Task instructions
Give back exactly the lines running from the line with "chimney pipe and record integer pixel coordinates." to the end of the entries, and only those lines.

Supplied records
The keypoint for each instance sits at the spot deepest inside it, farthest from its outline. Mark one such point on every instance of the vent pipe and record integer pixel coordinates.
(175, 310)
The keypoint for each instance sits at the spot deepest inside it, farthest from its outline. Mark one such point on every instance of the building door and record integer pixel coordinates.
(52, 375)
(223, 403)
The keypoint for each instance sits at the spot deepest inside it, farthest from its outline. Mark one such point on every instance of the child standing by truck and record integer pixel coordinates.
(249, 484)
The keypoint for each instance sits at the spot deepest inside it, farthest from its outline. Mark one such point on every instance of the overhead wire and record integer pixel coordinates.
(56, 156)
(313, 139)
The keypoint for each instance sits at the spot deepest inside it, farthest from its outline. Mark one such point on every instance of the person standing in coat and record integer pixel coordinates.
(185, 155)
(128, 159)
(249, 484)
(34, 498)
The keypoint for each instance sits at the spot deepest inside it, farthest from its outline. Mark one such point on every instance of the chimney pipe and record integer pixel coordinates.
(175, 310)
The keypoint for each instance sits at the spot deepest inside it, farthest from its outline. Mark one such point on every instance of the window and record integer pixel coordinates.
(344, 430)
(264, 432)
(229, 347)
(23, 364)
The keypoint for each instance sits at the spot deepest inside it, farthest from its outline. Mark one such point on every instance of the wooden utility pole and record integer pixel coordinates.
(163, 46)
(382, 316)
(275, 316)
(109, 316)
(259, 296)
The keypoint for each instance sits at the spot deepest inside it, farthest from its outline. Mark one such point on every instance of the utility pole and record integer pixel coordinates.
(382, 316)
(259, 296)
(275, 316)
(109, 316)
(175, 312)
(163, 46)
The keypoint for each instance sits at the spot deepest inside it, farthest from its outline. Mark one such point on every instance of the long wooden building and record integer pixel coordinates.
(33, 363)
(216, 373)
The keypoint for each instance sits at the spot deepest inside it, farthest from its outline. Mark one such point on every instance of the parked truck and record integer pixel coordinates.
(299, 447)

Task response
The keypoint for each instance sits at the spot deepest inside it, farthest from its outline. Mark one such point on every instance of the chimney pipe and record integer pixel coordinates.
(175, 310)
The keypoint for each instance sits at the spot deepest inside it, farthest from its outline. Mark one such point on every instance of the window and record integer pixel coordinates.
(344, 430)
(264, 432)
(229, 347)
(23, 364)
The keypoint for each instance sits at the spot deepest inside it, farthest from its outline. Mark one such point on every instance of the wooden utility pole and record integer pixel coordinates.
(163, 46)
(382, 316)
(275, 316)
(109, 316)
(259, 296)
The keypoint for each instance sits at the spot deepest inside it, farthest from its outline. Mark one such point on every instance of the utility pole and record integer pixel coordinates.
(382, 316)
(259, 296)
(275, 316)
(109, 316)
(175, 312)
(163, 46)
The keypoint for each instance sits at the spot deepest inside it, farthest from its outline. Mark one such point on every instance of the long wooden building and record integer pixel coordinates.
(33, 363)
(216, 373)
The keypoint for each instance sits at the spot deepest inside it, farthest from its outline. Mark one such point on every instance of the parked truck and record integer pixel coordinates.
(299, 447)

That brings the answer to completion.